- What to produce:
Rescale everything from the start of the items down to the line containing "[0,109,235,253]", both ends included, and reproduce those lines in full, with requests. Multiply every bounding-box coordinate in the answers by 1.95 and round each result to a whole number, rounding halves up.

- Entries provided:
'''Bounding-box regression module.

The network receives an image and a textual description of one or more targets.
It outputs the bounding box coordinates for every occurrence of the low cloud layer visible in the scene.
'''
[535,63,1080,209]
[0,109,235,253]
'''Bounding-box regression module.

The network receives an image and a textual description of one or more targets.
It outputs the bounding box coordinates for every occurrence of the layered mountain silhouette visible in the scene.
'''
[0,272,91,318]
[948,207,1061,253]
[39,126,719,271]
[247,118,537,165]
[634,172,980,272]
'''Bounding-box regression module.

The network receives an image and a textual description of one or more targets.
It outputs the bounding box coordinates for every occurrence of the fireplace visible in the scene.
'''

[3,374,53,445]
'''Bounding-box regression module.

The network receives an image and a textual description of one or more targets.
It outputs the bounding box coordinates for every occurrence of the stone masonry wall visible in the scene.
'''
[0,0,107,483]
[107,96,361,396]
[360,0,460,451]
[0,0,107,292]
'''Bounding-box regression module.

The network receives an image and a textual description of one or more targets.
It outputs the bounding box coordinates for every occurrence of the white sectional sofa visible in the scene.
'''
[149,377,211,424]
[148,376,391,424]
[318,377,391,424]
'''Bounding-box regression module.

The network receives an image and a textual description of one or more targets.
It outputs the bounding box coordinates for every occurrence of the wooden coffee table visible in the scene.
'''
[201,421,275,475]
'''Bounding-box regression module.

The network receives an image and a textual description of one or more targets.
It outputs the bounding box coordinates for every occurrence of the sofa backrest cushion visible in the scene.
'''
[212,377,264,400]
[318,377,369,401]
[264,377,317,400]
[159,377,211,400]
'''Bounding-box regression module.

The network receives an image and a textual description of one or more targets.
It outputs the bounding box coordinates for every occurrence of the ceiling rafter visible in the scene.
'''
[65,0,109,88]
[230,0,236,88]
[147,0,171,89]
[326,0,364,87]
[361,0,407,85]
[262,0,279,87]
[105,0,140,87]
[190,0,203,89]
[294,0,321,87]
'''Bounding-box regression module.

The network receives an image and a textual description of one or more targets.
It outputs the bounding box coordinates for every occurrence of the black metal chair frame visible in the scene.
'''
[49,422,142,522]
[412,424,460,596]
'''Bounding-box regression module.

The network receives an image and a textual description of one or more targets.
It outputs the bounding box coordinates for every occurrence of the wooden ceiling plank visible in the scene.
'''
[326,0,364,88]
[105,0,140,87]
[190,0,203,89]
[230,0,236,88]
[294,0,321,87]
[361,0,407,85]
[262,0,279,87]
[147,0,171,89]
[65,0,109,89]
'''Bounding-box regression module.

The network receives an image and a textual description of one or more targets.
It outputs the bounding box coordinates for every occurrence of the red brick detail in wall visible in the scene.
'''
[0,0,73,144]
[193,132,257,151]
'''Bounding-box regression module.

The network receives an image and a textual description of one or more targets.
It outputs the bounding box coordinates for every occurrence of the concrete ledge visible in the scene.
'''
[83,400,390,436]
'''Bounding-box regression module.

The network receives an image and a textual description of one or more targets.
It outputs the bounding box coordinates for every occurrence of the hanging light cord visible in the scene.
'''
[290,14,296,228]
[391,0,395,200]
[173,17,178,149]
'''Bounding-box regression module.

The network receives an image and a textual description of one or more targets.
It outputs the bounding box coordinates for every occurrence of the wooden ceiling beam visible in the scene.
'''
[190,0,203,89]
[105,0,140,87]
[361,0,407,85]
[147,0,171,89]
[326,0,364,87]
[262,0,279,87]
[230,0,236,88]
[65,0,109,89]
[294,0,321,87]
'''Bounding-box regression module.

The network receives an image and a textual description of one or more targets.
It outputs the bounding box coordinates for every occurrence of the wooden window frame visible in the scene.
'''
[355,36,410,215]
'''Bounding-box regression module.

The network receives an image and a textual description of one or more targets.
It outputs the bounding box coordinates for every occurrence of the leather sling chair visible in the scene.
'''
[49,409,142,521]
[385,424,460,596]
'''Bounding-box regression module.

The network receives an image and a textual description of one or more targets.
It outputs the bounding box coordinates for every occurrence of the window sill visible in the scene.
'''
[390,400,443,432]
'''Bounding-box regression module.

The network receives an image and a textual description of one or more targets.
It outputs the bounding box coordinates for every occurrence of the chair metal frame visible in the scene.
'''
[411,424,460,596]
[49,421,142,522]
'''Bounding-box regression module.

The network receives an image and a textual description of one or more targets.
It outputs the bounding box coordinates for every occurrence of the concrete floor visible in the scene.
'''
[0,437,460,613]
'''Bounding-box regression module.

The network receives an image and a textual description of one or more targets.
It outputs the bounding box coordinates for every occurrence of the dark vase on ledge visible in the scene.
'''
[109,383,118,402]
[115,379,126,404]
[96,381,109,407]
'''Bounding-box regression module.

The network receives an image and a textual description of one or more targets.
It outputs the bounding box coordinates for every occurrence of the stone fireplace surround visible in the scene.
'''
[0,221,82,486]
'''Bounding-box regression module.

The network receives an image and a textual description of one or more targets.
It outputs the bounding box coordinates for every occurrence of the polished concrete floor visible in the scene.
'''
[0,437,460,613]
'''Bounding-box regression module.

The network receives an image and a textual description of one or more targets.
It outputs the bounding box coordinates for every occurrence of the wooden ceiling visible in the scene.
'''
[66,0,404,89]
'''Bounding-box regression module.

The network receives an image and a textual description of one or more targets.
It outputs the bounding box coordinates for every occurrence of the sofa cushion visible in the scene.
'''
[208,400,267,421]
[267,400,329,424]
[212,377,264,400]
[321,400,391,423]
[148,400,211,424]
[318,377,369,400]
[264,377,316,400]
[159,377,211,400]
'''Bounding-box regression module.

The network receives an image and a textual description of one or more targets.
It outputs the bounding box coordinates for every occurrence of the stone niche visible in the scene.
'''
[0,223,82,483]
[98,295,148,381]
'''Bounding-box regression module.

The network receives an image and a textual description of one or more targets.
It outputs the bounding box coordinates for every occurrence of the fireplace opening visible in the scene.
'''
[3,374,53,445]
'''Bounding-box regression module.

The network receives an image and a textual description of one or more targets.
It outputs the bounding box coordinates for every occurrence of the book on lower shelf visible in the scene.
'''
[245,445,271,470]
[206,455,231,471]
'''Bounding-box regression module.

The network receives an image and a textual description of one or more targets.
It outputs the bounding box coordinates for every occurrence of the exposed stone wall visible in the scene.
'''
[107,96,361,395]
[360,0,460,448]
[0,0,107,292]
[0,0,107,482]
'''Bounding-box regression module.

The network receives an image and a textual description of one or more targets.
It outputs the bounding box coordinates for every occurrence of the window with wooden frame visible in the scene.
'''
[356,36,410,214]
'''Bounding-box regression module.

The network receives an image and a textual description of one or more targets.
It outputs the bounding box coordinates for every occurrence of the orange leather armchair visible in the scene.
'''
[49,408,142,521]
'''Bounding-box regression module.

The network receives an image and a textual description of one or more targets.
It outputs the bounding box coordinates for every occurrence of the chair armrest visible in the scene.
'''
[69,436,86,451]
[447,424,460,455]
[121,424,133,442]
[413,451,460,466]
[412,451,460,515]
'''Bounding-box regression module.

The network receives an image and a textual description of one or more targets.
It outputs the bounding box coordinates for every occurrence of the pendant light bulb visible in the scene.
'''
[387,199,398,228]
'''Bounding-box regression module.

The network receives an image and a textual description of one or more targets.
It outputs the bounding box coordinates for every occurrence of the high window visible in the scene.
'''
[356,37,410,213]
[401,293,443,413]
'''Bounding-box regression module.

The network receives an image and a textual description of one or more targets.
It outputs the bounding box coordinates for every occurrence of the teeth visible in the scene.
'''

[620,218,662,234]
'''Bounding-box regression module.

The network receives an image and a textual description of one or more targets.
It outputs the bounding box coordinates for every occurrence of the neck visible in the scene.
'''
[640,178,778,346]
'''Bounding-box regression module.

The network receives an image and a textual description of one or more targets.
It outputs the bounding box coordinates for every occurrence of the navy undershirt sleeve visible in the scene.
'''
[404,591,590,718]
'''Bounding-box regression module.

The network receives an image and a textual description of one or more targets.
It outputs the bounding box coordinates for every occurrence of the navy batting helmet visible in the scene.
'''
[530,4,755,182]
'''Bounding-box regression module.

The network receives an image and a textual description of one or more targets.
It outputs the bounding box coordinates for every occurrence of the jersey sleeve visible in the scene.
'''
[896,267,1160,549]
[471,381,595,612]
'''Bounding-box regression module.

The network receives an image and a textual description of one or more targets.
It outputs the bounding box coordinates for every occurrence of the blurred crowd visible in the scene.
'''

- Output for this exercise:
'''Bounding-box regression module.

The network receives an image and a textual description of one or more targets.
It outputs the bounding box coordinates for every occurrence of the low cloud layer visible in the scene.
'''
[1043,123,2106,408]
[0,213,458,493]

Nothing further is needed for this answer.